◆ **EXERCISE REQUIREMENTS**
Show each line of the entries below in which the word "roof" appears.

**********

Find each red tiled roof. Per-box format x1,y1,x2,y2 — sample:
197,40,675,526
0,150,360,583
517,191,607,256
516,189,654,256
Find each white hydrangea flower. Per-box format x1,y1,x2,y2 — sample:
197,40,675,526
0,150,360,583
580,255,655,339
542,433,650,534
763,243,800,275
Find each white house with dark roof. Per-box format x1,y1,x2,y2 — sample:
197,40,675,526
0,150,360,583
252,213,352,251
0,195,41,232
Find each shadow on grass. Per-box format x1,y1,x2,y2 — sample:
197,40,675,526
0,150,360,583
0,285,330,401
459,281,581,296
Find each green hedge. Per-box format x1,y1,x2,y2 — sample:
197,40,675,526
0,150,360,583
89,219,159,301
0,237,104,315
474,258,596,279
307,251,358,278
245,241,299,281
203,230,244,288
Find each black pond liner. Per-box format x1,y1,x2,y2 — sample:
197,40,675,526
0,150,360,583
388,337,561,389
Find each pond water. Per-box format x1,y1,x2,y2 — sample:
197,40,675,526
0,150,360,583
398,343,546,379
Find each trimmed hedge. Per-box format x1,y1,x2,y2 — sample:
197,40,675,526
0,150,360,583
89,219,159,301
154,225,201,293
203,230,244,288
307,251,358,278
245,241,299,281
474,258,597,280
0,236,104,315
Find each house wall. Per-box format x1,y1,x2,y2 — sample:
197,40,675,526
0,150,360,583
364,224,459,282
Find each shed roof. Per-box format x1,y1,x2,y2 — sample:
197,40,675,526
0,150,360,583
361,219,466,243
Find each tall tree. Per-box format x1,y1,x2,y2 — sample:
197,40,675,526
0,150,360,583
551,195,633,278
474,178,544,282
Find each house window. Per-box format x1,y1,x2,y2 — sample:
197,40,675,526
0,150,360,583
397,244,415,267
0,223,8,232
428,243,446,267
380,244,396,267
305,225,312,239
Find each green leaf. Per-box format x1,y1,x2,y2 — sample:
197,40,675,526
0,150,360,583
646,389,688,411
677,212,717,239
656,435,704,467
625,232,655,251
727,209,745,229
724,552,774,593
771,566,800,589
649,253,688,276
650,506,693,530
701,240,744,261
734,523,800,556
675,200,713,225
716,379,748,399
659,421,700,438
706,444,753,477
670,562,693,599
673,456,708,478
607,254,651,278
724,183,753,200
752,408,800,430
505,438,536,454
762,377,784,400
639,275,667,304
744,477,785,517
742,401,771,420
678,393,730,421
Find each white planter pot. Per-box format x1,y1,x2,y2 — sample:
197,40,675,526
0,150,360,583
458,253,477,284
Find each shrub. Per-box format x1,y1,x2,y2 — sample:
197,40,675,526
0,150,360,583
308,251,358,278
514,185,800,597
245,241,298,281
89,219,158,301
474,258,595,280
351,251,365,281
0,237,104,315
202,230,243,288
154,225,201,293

**********

◆ **FINAL ANSWER**
Find each red tiled roof. Per-box format x1,y1,x2,y2 — sample:
Find each white house with dark roof. Per-box format x1,y1,x2,y2 — sample:
Find each shed roof. Per-box format x1,y1,x2,y2 — sample:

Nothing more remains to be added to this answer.